Bounding box annotation entries
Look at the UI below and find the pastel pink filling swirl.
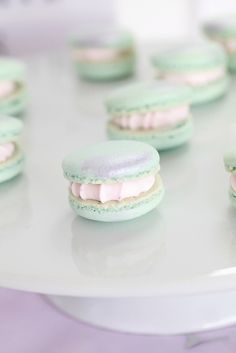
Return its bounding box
[74,48,119,62]
[160,67,225,87]
[113,106,189,130]
[230,174,236,192]
[0,142,15,163]
[71,175,155,203]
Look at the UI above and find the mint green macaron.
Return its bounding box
[71,30,135,81]
[152,42,228,104]
[0,57,27,116]
[62,141,164,222]
[105,80,193,150]
[203,14,236,72]
[0,116,24,183]
[224,148,236,207]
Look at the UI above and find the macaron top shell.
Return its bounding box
[62,140,160,184]
[0,57,26,81]
[152,42,227,71]
[105,80,192,114]
[0,116,23,143]
[203,14,236,39]
[72,30,133,49]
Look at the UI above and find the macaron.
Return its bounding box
[62,140,164,222]
[0,116,24,183]
[152,42,228,104]
[71,30,135,81]
[0,57,27,116]
[105,80,193,150]
[224,149,236,207]
[203,15,236,72]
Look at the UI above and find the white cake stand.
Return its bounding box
[0,51,236,334]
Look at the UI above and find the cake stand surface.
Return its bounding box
[0,51,236,333]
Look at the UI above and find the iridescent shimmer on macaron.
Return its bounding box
[152,42,228,104]
[105,80,192,150]
[0,57,27,116]
[63,141,164,222]
[203,15,236,72]
[71,29,135,81]
[0,116,24,183]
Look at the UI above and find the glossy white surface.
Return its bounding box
[48,292,236,335]
[0,51,236,297]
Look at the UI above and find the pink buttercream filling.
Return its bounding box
[74,48,119,62]
[0,142,15,163]
[0,81,15,98]
[160,67,225,87]
[71,175,155,203]
[230,174,236,192]
[112,106,189,130]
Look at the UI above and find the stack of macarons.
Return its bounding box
[0,116,24,183]
[106,81,193,150]
[71,30,135,81]
[0,57,27,116]
[203,15,236,72]
[152,42,228,104]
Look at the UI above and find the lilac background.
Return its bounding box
[0,289,236,353]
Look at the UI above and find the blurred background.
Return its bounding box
[0,0,236,55]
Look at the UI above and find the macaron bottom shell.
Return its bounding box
[74,58,135,81]
[69,177,164,222]
[107,118,193,151]
[0,149,24,183]
[192,77,229,105]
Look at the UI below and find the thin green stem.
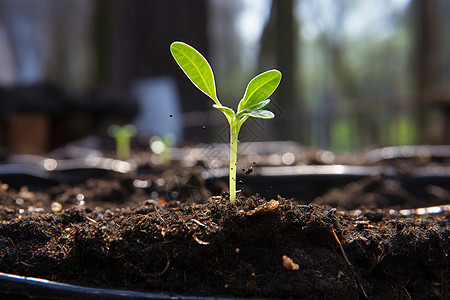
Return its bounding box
[229,118,241,204]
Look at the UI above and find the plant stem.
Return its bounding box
[229,118,240,204]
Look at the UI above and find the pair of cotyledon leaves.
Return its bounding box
[170,42,281,127]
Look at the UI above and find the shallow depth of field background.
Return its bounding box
[0,0,450,152]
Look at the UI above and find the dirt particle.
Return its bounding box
[50,202,62,213]
[283,255,300,271]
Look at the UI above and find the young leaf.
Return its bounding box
[243,110,275,119]
[170,42,221,105]
[238,70,281,112]
[213,104,235,122]
[236,99,270,118]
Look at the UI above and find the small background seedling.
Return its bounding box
[170,42,281,203]
[108,124,137,160]
[149,133,175,166]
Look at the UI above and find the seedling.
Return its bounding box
[149,133,175,166]
[108,124,136,160]
[170,42,281,204]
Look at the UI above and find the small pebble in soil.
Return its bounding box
[283,255,300,271]
[50,202,62,213]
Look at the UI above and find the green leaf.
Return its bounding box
[243,110,275,120]
[213,104,235,122]
[238,70,281,112]
[170,42,220,105]
[236,99,270,118]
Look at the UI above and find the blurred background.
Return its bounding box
[0,0,450,154]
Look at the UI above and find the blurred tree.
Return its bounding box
[94,0,210,141]
[259,0,304,141]
[411,0,445,144]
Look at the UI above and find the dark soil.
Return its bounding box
[0,156,450,299]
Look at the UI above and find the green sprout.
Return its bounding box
[108,124,136,160]
[149,133,175,166]
[170,42,281,204]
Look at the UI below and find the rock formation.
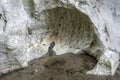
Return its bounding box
[0,0,120,75]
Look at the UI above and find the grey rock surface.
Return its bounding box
[0,0,120,75]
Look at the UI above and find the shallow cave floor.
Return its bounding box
[0,53,120,80]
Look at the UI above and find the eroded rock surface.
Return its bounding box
[0,0,120,75]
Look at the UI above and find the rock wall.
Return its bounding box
[0,0,120,75]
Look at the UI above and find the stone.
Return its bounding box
[0,0,120,75]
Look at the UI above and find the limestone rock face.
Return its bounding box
[0,0,120,75]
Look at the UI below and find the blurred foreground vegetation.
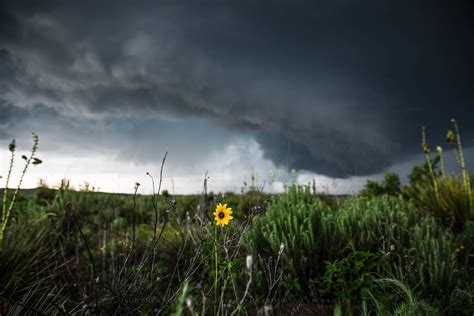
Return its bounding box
[0,120,474,315]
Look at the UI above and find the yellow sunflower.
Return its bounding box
[213,203,233,227]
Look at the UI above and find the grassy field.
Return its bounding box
[0,125,474,315]
[0,181,474,315]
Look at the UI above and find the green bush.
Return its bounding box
[245,186,330,300]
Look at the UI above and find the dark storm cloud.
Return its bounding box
[0,1,474,176]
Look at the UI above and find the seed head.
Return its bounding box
[8,140,16,152]
[245,255,253,271]
[421,143,430,154]
[278,243,285,256]
[446,130,456,146]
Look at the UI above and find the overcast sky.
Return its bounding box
[0,0,474,193]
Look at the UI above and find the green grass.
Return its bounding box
[0,186,474,315]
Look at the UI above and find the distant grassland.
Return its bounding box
[0,122,474,315]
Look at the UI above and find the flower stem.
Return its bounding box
[214,225,219,315]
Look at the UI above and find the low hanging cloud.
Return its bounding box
[0,0,474,177]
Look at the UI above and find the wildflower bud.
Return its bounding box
[245,255,253,271]
[278,243,285,256]
[8,140,16,152]
[186,298,194,314]
[446,130,456,145]
[421,143,430,154]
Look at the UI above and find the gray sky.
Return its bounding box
[0,0,474,192]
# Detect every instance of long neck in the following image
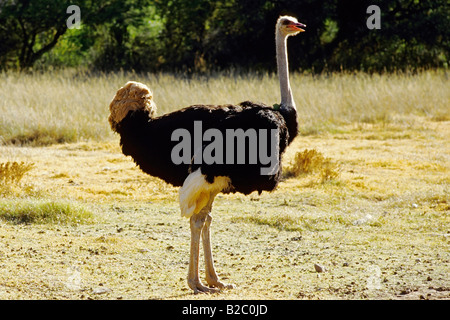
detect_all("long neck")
[275,29,296,110]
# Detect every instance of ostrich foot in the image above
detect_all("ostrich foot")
[188,280,219,294]
[206,279,236,290]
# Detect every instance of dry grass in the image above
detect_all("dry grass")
[283,149,339,183]
[0,161,34,185]
[0,70,450,145]
[0,72,450,300]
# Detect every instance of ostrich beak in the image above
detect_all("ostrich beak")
[289,22,306,32]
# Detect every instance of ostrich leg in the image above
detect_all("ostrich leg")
[202,210,234,289]
[188,206,218,294]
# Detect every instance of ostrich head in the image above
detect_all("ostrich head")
[108,81,156,131]
[276,16,306,37]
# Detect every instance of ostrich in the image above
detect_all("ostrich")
[109,16,306,293]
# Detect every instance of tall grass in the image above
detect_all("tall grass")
[0,70,450,145]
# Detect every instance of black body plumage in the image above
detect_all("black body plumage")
[117,101,297,194]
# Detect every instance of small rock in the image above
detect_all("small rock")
[92,287,112,294]
[314,263,326,273]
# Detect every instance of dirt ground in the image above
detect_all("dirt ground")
[0,119,450,299]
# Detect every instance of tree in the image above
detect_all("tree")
[0,0,153,70]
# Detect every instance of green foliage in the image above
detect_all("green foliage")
[0,0,450,72]
[0,161,34,184]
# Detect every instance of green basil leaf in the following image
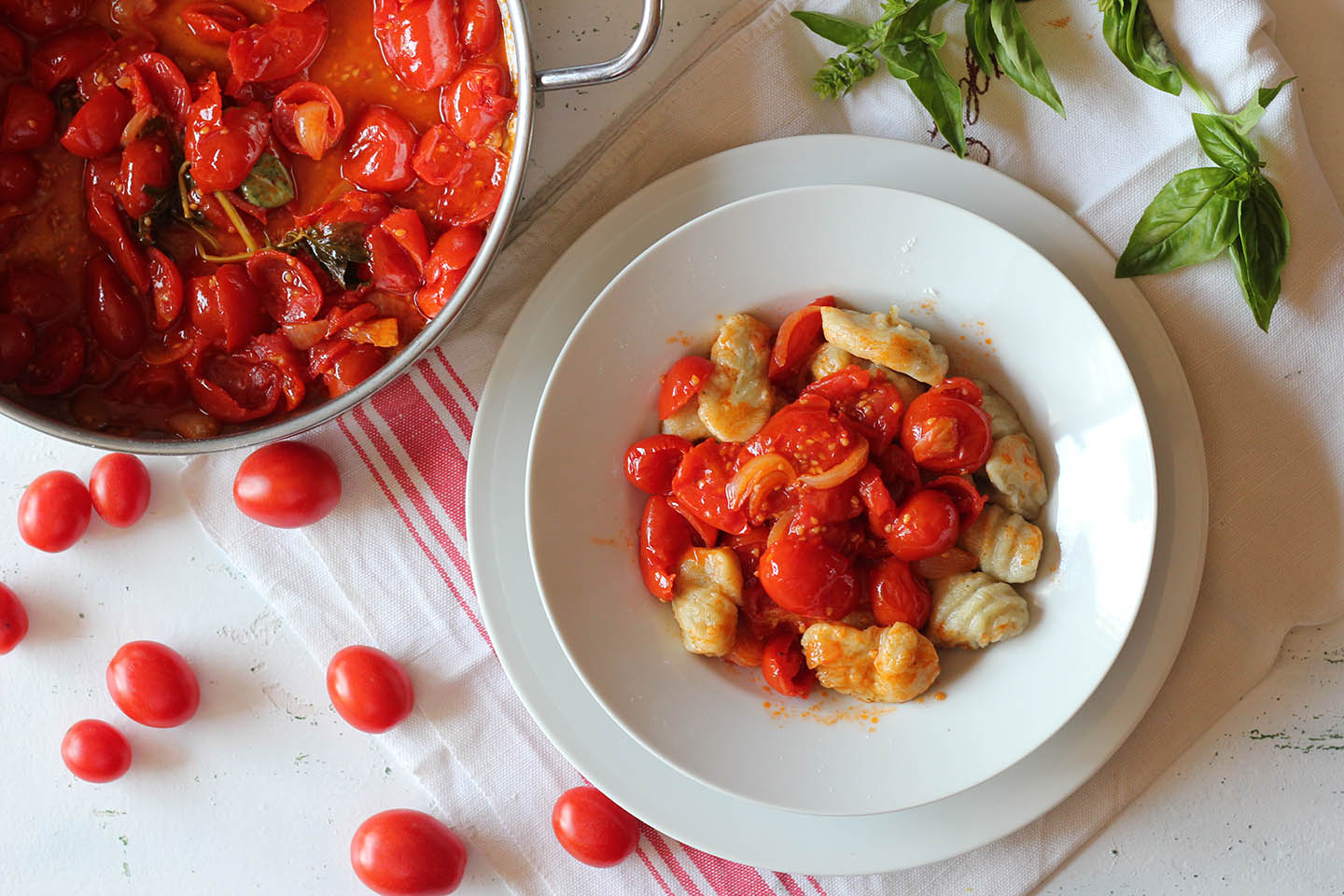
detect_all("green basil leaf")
[1115,168,1237,276]
[1191,111,1259,174]
[1225,76,1297,134]
[989,0,1064,119]
[789,9,868,47]
[238,153,294,208]
[1100,0,1183,95]
[1231,175,1289,333]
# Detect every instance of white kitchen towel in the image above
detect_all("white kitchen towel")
[184,0,1344,896]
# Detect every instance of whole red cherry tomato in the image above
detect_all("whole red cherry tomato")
[659,355,714,420]
[106,641,201,728]
[342,106,416,193]
[89,454,150,529]
[0,315,37,383]
[327,646,415,735]
[440,63,517,144]
[61,719,131,785]
[19,470,92,553]
[625,434,691,495]
[551,786,639,868]
[0,82,56,152]
[349,808,467,896]
[761,630,818,697]
[0,581,28,655]
[901,377,993,473]
[769,296,836,383]
[85,253,147,358]
[270,80,345,160]
[868,557,932,629]
[639,495,691,600]
[757,536,859,620]
[373,0,462,92]
[19,322,88,395]
[0,152,42,205]
[234,442,340,529]
[28,25,112,92]
[434,145,508,227]
[457,0,501,56]
[229,3,328,87]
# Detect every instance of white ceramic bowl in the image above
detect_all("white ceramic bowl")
[526,186,1155,816]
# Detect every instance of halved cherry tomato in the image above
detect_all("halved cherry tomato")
[868,557,932,629]
[61,719,131,785]
[19,322,86,395]
[342,106,416,193]
[757,536,859,620]
[457,0,501,56]
[229,3,328,94]
[181,3,251,47]
[364,208,428,296]
[0,315,37,383]
[85,253,147,358]
[106,641,201,728]
[327,645,415,735]
[149,245,186,330]
[373,0,462,92]
[434,147,508,227]
[349,808,467,896]
[440,63,517,145]
[639,495,691,600]
[234,442,342,529]
[672,440,749,533]
[19,470,92,553]
[925,476,986,531]
[761,631,818,697]
[270,80,345,160]
[189,263,268,352]
[247,248,323,324]
[184,73,270,193]
[0,581,28,655]
[769,296,836,383]
[901,377,993,473]
[0,82,56,152]
[89,454,152,529]
[659,355,714,420]
[551,786,639,868]
[625,434,691,495]
[28,25,113,92]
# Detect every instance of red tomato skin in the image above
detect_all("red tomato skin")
[327,645,415,735]
[625,435,691,495]
[89,454,152,529]
[0,581,28,655]
[349,808,467,896]
[106,641,201,728]
[19,470,92,553]
[659,355,714,420]
[61,719,131,785]
[234,442,342,529]
[551,785,639,868]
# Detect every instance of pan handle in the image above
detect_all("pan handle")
[537,0,663,91]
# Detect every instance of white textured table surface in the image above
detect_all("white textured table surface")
[0,0,1344,896]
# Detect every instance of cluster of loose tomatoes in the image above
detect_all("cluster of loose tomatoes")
[625,297,992,697]
[0,442,639,896]
[0,0,515,438]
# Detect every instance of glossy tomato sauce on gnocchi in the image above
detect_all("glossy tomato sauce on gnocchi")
[625,296,1047,703]
[0,0,515,438]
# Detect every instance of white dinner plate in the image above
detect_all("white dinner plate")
[526,184,1157,816]
[467,135,1209,875]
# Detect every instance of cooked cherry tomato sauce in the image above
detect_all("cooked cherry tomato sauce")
[0,0,516,438]
[623,296,989,697]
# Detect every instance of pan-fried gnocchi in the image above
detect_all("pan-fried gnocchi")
[625,297,1048,703]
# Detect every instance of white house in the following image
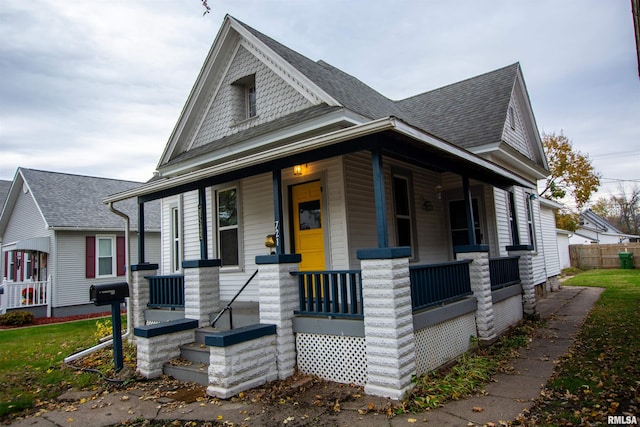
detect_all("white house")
[0,168,160,317]
[104,16,559,398]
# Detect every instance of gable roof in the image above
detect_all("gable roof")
[238,17,409,120]
[398,63,520,149]
[0,180,11,212]
[0,168,160,233]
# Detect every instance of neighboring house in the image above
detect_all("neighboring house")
[0,168,160,317]
[569,209,640,245]
[556,228,573,270]
[104,16,559,398]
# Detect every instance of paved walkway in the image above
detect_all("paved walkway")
[7,287,603,427]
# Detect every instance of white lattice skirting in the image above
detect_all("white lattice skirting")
[493,295,522,335]
[415,313,477,375]
[296,333,367,385]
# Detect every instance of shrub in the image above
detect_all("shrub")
[0,311,35,326]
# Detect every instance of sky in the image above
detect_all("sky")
[0,0,640,204]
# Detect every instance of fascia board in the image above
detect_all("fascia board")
[514,67,549,170]
[0,169,49,236]
[470,143,549,180]
[102,117,394,203]
[397,122,535,188]
[102,117,535,203]
[160,110,366,176]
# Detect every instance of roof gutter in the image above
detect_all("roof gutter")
[102,117,534,204]
[64,203,133,363]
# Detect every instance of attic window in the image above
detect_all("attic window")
[509,107,516,129]
[232,74,258,121]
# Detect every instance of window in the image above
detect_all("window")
[216,187,239,267]
[525,193,536,250]
[507,191,520,245]
[449,199,482,246]
[231,74,258,122]
[509,107,516,129]
[7,251,16,280]
[171,207,182,273]
[392,173,417,257]
[85,236,126,279]
[245,84,256,119]
[96,236,115,277]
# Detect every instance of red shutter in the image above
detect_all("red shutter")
[85,236,96,279]
[116,236,125,276]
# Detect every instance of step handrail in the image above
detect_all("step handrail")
[211,270,258,329]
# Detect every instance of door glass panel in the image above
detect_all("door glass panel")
[298,200,322,230]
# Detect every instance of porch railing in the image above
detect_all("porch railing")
[145,274,184,310]
[291,270,364,319]
[0,277,51,316]
[409,260,472,311]
[489,256,520,290]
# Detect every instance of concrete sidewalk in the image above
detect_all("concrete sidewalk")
[11,287,603,427]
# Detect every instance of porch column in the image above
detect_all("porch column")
[456,249,496,341]
[462,176,477,246]
[256,254,301,380]
[371,150,389,248]
[138,198,144,264]
[198,187,209,259]
[506,245,538,319]
[182,259,221,328]
[273,169,284,255]
[129,264,158,328]
[358,247,416,400]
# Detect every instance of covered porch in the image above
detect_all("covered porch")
[105,118,535,398]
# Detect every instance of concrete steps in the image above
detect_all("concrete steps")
[163,327,219,386]
[163,302,259,386]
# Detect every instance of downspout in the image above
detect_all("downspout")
[64,202,133,363]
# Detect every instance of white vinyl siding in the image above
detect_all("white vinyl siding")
[345,153,452,268]
[540,206,561,277]
[491,187,513,256]
[48,231,160,307]
[0,181,51,245]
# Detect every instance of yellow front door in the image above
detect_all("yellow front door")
[291,181,325,271]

EXERCISE BRIEF ▸ Could you repeat the records between the line holding "# Detect every instance of white lattice" and the line holding "[116,236,125,276]", inclusive?

REPLY TO THE EXERCISE ▸
# Detect every instance of white lattice skirting in the image above
detect_all("white lattice skirting")
[493,295,522,335]
[415,313,477,375]
[296,333,367,385]
# Detect every instance of shrub in the image above
detect_all("shrub")
[0,311,35,326]
# Detect every instance of sky in the image above
detect_all("sky")
[0,0,640,204]
# Detect every instance of fascia board in the image above
detect_all("fascia board")
[514,67,549,170]
[0,169,49,236]
[470,143,549,180]
[102,117,394,203]
[397,122,535,188]
[102,117,535,203]
[160,110,366,176]
# Detect every instance of roof gutter in the image above
detect_all("roof gutter")
[102,117,534,204]
[64,203,133,363]
# Detect every instance of attic window in the image above
detect_all("attic window")
[509,107,516,129]
[232,74,258,121]
# Detect every instance of window in the image above
detect_all("window")
[216,187,239,267]
[525,193,536,250]
[507,191,520,245]
[449,199,482,246]
[231,74,258,122]
[509,107,516,129]
[7,251,16,280]
[171,207,182,273]
[392,173,417,257]
[85,236,126,279]
[245,84,256,119]
[96,236,115,277]
# Detect every instance of red shutter in the image above
detect_all("red shutter")
[85,236,96,279]
[116,236,125,276]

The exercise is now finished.